-- DOCUMENT SECTION follows --

The Competence Deficit
The Bank of England admits that “fewer firms were reporting price increases, lower employment or lower wages in response to the employer NICs changes than it had expected.” Translation: even the Bank underestimated how badly businesses would react. This is our central banking institution essentially confessing it doesn’t understand basic economic cause and effect.
Meanwhile, Reeves is already preparing another budget for November 26—later than usual to allow “weeks of speculation” about additional revenue raising. The Treasury is actively planning how to extract more from an economy it’s already strangling.
Pattern Recognition
This isn’t Labour-specific incompetence—it’s systemic British governance failure. The pattern repeats regardless of party:
- Promise growth through “investment” (spending)
- Discover massive budget shortfalls (always unexpectedly)
- Raise taxes on the productive economy
- Express surprise when productivity collapses
- Blame external factors or predecessors
- Propose more of the same as the solution
The Conservatives did this with corporation tax rises. Labour is doing it with NICs. Neither party can conceive of an alternative because the British state has become structurally dependent on ever-increasing extraction from an ever-shrinking productive base.
The Hidden Admission
Buried in the article is Reeves’ remarkable confession that the UK economy is “not working well enough for working people.” This comes eight months into Labour’s governance and directly after implementing policies that the data proves are making things worse for working people. She’s describing the consequences of her own decisions as if they’re mysterious external phenomena.
Reality Check
Here’s what this actually means for British citizens:
If you have a job: Your employer is now 34% likely to raise prices (reducing your real income), 20% likely to suppress your wages, and actively looking to reduce headcount. Your job security has measurably decreased.
If you’re seeking work: Half of all businesses are cutting positions. The jobs that remain offer suppressed wages. Your prospects have demonstrably worsened.
If you run a business: Two-thirds of your peers are accepting reduced profitability rather than growth. Your tax burden has increased while your pricing power has diminished. The government that claims to support enterprise is systematically destroying it.
If you’re retired or on fixed income: A third of businesses are raising prices directly due to government policy, eroding your purchasing power while the government claims to be fighting inflation.

-- DOCUMENT SECTION concluded --
-- PROVIDED DATA follows --

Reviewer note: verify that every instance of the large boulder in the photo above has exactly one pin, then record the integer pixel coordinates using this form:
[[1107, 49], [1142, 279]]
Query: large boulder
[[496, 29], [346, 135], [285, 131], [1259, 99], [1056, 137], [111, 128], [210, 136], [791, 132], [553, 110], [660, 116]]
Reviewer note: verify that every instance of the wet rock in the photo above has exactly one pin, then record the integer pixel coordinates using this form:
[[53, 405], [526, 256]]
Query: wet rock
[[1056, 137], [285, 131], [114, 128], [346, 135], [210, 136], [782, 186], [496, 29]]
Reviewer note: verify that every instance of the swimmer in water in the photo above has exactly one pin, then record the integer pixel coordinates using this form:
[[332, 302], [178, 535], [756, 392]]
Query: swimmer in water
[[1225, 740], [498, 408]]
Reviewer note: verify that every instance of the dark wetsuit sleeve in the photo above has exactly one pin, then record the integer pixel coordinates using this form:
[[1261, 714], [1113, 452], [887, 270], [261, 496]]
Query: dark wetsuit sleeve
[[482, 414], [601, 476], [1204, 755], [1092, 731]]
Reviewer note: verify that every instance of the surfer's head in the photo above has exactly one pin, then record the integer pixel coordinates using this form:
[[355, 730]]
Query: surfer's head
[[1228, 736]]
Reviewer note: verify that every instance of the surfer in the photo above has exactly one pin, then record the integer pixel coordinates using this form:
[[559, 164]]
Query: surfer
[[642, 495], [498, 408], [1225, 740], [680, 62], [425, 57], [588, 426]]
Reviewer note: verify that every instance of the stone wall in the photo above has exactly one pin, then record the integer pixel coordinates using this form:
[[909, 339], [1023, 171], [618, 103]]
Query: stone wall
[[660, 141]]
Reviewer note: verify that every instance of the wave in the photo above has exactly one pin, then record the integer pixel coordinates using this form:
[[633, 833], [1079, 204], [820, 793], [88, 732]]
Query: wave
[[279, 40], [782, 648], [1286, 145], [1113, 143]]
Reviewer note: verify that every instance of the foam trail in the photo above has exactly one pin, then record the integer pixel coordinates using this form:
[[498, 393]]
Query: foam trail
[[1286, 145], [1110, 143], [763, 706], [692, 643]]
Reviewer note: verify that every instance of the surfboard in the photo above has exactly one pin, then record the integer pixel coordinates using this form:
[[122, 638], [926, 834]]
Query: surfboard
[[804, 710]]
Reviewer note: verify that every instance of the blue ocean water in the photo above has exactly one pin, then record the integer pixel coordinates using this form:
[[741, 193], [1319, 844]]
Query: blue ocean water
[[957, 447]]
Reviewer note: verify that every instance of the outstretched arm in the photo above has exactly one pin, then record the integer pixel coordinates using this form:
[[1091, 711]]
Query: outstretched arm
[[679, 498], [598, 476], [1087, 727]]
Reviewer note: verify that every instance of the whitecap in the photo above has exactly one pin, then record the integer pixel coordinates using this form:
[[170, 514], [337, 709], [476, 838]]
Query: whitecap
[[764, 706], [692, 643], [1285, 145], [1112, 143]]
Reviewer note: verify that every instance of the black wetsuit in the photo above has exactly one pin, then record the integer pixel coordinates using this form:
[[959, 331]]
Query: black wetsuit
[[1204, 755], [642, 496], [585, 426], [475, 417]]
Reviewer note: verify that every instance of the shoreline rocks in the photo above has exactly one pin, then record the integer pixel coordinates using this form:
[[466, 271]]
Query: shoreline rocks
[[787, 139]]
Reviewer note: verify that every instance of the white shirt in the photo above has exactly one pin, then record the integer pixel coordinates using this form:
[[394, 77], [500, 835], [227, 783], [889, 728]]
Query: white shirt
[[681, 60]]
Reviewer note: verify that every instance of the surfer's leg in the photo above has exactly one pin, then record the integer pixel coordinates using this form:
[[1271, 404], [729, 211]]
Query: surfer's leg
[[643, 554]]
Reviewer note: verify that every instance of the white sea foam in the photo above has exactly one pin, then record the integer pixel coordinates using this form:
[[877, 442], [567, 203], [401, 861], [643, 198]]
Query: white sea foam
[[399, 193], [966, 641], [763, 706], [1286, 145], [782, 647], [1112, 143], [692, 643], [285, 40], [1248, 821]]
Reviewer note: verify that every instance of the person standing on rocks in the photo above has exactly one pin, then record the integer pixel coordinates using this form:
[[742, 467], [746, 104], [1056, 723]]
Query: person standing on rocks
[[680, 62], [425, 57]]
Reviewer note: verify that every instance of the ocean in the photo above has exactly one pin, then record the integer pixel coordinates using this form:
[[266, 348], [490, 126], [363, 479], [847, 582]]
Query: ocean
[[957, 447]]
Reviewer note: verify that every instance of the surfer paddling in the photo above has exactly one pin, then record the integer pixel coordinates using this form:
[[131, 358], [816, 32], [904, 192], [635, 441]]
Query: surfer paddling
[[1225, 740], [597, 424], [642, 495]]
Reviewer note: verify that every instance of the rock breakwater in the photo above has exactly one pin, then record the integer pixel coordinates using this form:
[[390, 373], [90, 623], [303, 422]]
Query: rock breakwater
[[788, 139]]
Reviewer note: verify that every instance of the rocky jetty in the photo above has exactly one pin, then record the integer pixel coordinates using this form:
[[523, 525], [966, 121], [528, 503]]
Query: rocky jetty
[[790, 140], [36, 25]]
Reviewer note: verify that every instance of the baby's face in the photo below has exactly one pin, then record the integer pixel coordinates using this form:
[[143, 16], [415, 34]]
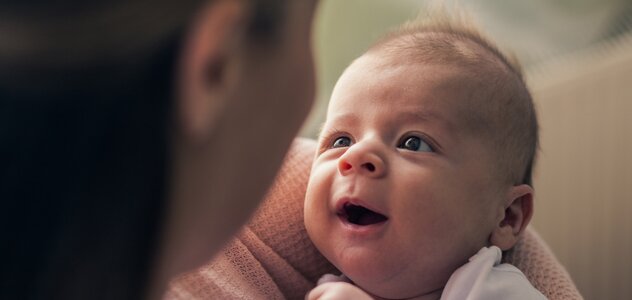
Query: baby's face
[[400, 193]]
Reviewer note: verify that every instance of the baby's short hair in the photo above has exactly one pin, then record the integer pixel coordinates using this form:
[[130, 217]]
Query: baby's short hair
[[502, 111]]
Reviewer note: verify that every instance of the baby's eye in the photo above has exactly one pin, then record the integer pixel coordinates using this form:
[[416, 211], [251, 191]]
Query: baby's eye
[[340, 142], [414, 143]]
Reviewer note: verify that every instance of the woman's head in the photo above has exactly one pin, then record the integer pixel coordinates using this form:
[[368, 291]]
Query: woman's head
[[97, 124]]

-- PROVIDED DATA concluded --

= TASKS TO COMPLETE =
**1)** For the piece about the employer NICs changes, decide whether each statement agrees with it: (a) The Bank of England had expected more firms to report price increases than actually did. (b) The piece treats the pattern it describes as a failure peculiar to Labour. (c) Reeves is preparing a budget for November 26. Answer yes or no for each, quoting the deciding words.
**2)** Carry on the piece about the employer NICs changes from the point where it stops.
The data here was taken from a different source.

= ANSWERS IN ORDER =
**1)**
(a) Yes: "fewer firms were reporting price increases, lower employment or lower wages in response to the employer NICs changes than it had expected."
(b) No: "This isn’t Labour-specific incompetence—it’s systemic British governance failure."
(c) Yes: "Reeves is already preparing another budget for November 26"

**2)**
The Bigger Picture
This isn’t a policy mistake—it’s the logical endpoint of a governing philosophy that sees the private sector as something to be harvested rather than cultivated. The UK has created a governance structure that can only function through perpetual extraction, staffed by people who genuinely don’t understand why businesses might respond to increased costs by cutting operations.
The tragedy is that everyone except the political class can see where this leads. Businesses will continue cutting. The tax base will continue shrinking. The government will continue demanding more from less. The Bank of England will continue being “surprised” by predictable outcomes.
Britain isn’t experiencing a temporary economic downturn that better policies might reverse. It’s locked in a structural decline where each intervention makes the next crisis inevitable. The jobs data isn’t just bad news—it’s documentary evidence of a nation consuming its own productive capacity while its leaders plan the next raid on what remains.
The November budget Reeves is preparing won’t solve this. It will accelerate it. Because that’s what British economic governance has become: a machine for destroying the prosperity it claims to create, run by people who can’t understand why the machine keeps producing the opposite of what they promise.
The data doesn’t lie. The decline continues. And somewhere in Whitehall, they’re planning how to make it worse.
Commentary based on UK businesses cut jobs at fastest pace in four years over summer, Bank of England finds by Richard Partington on The Guardian.